Written task
Please give again the lines starting at the one containing "task: segment the bird's black beak" and ending at the last line of the entries, both ends included.

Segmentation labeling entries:
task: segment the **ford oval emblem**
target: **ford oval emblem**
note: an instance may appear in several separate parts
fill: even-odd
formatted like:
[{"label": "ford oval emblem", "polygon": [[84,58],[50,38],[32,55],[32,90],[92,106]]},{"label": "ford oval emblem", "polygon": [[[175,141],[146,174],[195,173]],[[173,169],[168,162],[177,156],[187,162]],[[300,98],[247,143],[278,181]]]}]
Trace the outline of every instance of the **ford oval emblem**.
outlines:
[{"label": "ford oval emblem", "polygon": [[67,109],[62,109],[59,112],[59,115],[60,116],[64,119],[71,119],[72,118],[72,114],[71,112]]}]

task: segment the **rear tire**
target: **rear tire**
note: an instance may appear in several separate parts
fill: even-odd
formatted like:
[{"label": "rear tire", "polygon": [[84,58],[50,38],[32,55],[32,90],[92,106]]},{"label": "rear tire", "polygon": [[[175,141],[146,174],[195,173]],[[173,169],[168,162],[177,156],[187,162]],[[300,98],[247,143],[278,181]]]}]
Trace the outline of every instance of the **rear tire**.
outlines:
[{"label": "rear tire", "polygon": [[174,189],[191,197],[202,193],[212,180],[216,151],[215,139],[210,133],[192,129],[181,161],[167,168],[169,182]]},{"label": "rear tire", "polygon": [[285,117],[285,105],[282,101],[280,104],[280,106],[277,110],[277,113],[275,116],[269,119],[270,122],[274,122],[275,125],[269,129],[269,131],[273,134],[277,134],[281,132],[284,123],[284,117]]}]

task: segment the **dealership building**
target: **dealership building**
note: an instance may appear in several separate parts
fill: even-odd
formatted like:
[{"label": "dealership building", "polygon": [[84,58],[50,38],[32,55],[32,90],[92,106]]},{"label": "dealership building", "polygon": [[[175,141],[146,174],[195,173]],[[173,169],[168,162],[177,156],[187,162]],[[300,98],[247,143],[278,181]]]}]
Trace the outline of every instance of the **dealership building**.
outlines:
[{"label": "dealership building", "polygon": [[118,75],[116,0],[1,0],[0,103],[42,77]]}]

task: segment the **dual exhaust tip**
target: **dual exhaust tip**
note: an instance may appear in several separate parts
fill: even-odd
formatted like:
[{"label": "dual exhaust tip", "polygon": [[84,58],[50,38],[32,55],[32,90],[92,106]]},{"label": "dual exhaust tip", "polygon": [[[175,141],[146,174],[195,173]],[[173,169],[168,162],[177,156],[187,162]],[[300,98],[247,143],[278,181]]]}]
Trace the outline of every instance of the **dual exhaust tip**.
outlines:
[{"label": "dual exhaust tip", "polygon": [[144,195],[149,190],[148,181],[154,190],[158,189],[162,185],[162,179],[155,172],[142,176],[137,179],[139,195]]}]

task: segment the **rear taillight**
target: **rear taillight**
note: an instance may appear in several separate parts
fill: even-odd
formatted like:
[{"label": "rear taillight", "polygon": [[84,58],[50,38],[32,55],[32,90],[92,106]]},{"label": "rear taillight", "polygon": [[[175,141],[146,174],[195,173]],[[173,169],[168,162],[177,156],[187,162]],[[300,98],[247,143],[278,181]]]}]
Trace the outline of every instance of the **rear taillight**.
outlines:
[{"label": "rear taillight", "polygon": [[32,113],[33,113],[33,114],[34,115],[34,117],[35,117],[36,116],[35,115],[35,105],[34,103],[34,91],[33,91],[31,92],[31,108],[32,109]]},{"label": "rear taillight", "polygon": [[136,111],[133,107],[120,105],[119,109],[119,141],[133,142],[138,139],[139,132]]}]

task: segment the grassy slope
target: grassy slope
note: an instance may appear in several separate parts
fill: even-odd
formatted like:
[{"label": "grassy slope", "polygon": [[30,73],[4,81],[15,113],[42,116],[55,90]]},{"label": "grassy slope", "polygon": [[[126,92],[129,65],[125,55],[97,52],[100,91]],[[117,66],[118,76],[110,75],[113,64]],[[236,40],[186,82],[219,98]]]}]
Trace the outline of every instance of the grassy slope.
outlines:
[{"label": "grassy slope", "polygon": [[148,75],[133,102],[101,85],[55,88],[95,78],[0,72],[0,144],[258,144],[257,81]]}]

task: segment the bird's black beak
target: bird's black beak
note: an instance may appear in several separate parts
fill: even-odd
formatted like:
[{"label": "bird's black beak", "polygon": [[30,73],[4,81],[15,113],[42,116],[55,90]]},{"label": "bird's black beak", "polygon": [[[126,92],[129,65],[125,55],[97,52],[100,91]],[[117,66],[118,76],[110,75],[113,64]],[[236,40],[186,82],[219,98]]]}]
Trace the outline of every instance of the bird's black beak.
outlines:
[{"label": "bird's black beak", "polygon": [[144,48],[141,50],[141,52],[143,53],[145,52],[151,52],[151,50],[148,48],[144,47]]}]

Written response
task: segment the bird's black beak
target: bird's black beak
note: an instance may appear in several separate parts
fill: even-odd
formatted like:
[{"label": "bird's black beak", "polygon": [[30,73],[4,81],[15,113],[42,116],[55,90]]},{"label": "bird's black beak", "polygon": [[[126,92],[129,65],[125,55],[97,52],[100,91]],[[117,66],[118,76],[110,75],[113,64]],[[236,40],[186,82],[219,98]]]}]
Trace the outline of every instance of the bird's black beak.
outlines:
[{"label": "bird's black beak", "polygon": [[144,48],[141,50],[141,52],[143,53],[145,52],[151,52],[151,50],[148,48],[144,47]]}]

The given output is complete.